=== DATA IN THIS EXERCISE ===

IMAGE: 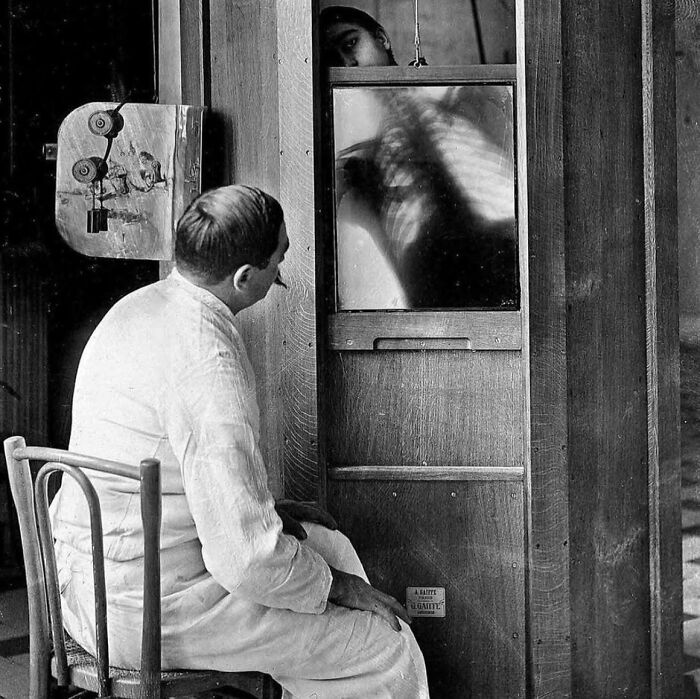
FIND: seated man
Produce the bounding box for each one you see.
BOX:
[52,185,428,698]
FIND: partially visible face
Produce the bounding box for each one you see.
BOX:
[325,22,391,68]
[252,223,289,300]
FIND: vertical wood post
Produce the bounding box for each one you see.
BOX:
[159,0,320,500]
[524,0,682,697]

===
=== DATA IN THIS EXERCISE ===

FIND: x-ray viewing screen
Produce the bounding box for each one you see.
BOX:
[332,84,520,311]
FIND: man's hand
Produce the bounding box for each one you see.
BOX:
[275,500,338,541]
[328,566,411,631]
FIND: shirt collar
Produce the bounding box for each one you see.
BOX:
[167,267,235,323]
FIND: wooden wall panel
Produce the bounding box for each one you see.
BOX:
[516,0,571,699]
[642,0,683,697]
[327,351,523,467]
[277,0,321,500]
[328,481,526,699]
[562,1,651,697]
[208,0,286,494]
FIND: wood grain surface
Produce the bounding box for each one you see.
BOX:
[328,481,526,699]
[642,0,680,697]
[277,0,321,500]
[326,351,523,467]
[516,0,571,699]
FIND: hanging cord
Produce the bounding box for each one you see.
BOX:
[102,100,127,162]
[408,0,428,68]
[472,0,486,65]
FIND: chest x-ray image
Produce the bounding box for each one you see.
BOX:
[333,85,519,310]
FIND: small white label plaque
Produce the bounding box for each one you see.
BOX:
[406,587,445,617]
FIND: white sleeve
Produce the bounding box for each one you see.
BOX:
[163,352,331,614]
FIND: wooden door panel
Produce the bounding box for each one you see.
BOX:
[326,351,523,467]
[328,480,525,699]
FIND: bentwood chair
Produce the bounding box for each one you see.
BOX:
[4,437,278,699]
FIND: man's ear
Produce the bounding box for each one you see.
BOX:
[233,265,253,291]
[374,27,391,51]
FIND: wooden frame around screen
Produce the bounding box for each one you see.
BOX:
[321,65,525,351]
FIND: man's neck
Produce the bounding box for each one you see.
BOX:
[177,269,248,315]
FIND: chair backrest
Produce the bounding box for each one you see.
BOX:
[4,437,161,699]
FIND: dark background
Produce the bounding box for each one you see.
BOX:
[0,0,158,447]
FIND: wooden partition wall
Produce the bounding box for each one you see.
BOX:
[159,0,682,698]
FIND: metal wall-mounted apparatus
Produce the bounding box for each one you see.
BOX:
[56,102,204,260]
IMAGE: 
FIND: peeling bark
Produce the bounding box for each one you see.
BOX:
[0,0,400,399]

===

AIM OF THE TASK:
Copy out verbatim the rows from the line containing "FIND: chest x-ray image" through the line containing "[0,0,400,399]", including both of those lines and nothing else.

PROBLEM SOLUTION:
FIND: chest x-ray image
Produce the bounding box for each one you see.
BOX:
[333,85,519,310]
FIND: small white label plaque
Produce the bounding box for each one you see.
BOX:
[406,587,445,617]
FIND: white sleeve
Produce the bounding box for each one you see.
BOX:
[163,352,331,614]
FIND: wooden door panel
Produce the bounding box for each one you see.
BOX:
[326,351,523,467]
[328,480,525,699]
FIND: bentwood chair
Produce the bounding box for each one you see.
BOX:
[4,437,278,699]
FIND: man's ear
Produce the bounding box for each one you see.
BOX:
[233,265,253,291]
[374,27,391,51]
FIND: wooden frame around screen
Produce the bounding box for each one you see.
BOX:
[321,65,525,351]
FIND: man's neck
Produce the bounding box for each one you see.
BOX:
[177,269,248,315]
FIND: chair backrest
Produce the bounding box for each one you see.
BOX:
[4,437,161,699]
FIND: dark background
Produce the bounding box for each one you see.
BOX:
[0,0,158,447]
FIND: wooden partition wall
Produce the bounding box for each one you see.
BOX:
[159,0,682,698]
FIND: metal wall-mounted apparatus
Produce the bounding box for each one you see.
BOX:
[56,102,204,260]
IMAGE: 
FIND: peeling bark
Produce the bounding box for each one you see.
BOX:
[0,0,400,399]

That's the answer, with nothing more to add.